(Data items)

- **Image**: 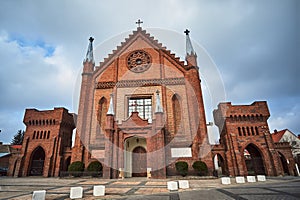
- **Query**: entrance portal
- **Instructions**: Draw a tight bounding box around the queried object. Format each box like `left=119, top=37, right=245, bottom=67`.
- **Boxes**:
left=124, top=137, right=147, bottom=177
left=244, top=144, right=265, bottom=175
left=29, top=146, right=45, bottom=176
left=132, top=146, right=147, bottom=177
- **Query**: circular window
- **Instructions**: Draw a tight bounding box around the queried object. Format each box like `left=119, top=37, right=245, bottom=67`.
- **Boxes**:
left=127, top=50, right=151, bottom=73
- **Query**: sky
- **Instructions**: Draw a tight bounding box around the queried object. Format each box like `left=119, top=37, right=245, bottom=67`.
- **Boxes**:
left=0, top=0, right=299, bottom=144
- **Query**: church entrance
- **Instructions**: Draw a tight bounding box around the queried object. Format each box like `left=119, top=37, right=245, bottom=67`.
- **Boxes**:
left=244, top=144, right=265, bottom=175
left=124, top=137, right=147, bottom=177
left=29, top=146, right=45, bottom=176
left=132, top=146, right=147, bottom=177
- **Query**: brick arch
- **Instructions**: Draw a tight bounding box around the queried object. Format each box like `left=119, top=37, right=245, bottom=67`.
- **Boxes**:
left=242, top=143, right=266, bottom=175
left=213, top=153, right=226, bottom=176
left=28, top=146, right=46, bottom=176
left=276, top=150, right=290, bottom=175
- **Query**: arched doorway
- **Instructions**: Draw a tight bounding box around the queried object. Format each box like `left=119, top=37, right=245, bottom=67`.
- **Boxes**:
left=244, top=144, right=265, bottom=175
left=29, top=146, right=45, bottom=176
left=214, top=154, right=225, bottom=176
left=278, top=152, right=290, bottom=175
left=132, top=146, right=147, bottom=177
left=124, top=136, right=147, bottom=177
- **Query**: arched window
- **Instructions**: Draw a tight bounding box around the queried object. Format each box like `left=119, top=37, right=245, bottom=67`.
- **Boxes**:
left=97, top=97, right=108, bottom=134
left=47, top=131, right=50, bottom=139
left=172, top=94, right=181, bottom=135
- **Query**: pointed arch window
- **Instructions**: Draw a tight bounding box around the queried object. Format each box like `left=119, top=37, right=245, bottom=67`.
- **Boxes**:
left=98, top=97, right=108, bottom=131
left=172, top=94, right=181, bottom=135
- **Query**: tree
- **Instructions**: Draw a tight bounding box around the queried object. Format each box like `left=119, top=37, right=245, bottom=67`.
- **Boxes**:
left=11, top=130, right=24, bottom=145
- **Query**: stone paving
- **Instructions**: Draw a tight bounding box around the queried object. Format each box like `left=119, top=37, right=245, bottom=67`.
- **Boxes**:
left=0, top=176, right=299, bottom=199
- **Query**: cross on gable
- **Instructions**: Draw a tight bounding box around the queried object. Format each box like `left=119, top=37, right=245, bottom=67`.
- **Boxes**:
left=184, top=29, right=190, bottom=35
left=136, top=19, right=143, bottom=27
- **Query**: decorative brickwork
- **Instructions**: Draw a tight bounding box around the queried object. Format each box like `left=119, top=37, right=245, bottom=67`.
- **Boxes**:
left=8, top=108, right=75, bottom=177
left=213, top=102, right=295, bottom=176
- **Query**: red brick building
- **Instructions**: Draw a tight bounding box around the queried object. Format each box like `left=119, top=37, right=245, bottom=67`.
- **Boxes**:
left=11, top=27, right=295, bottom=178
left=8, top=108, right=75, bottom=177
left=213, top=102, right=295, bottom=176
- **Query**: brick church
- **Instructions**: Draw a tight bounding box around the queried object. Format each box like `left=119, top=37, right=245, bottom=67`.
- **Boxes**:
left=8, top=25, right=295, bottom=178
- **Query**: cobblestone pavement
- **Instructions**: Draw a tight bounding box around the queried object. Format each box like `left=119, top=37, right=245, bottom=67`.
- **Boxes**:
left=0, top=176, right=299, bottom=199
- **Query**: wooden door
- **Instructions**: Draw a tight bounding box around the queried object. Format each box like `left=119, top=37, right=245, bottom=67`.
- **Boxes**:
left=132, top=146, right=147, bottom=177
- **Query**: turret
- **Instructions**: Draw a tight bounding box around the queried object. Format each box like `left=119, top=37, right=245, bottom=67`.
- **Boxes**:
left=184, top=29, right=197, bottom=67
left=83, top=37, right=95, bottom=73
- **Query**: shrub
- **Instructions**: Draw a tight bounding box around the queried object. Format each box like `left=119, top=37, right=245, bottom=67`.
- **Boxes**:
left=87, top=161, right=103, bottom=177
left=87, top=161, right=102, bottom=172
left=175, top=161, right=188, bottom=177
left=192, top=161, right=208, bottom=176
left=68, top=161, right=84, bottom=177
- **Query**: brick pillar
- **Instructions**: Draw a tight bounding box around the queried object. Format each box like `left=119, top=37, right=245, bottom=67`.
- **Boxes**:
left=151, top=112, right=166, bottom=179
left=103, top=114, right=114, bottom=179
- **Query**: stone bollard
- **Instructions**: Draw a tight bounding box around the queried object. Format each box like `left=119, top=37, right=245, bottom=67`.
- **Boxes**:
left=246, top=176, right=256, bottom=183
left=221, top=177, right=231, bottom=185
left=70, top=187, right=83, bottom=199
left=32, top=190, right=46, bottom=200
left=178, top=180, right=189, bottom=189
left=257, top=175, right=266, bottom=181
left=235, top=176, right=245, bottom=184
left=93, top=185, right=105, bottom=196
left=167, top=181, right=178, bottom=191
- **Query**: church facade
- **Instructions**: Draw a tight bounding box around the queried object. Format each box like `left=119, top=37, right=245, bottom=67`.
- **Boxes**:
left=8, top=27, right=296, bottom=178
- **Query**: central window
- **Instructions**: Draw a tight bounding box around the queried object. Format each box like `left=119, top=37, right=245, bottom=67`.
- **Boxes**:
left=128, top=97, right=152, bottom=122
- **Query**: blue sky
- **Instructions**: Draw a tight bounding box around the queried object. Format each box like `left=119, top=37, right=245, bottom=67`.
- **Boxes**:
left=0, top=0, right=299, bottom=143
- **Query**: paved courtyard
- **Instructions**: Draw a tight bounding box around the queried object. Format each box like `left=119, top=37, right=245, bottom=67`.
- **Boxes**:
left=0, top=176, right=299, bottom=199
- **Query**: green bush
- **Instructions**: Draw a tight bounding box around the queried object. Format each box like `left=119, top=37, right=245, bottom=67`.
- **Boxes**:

__WORK INSTRUCTION__.
Looking at the records above, in how many lines does the word "church" occur? Reply with the number alone.

__YOUR RESPONSE__.
3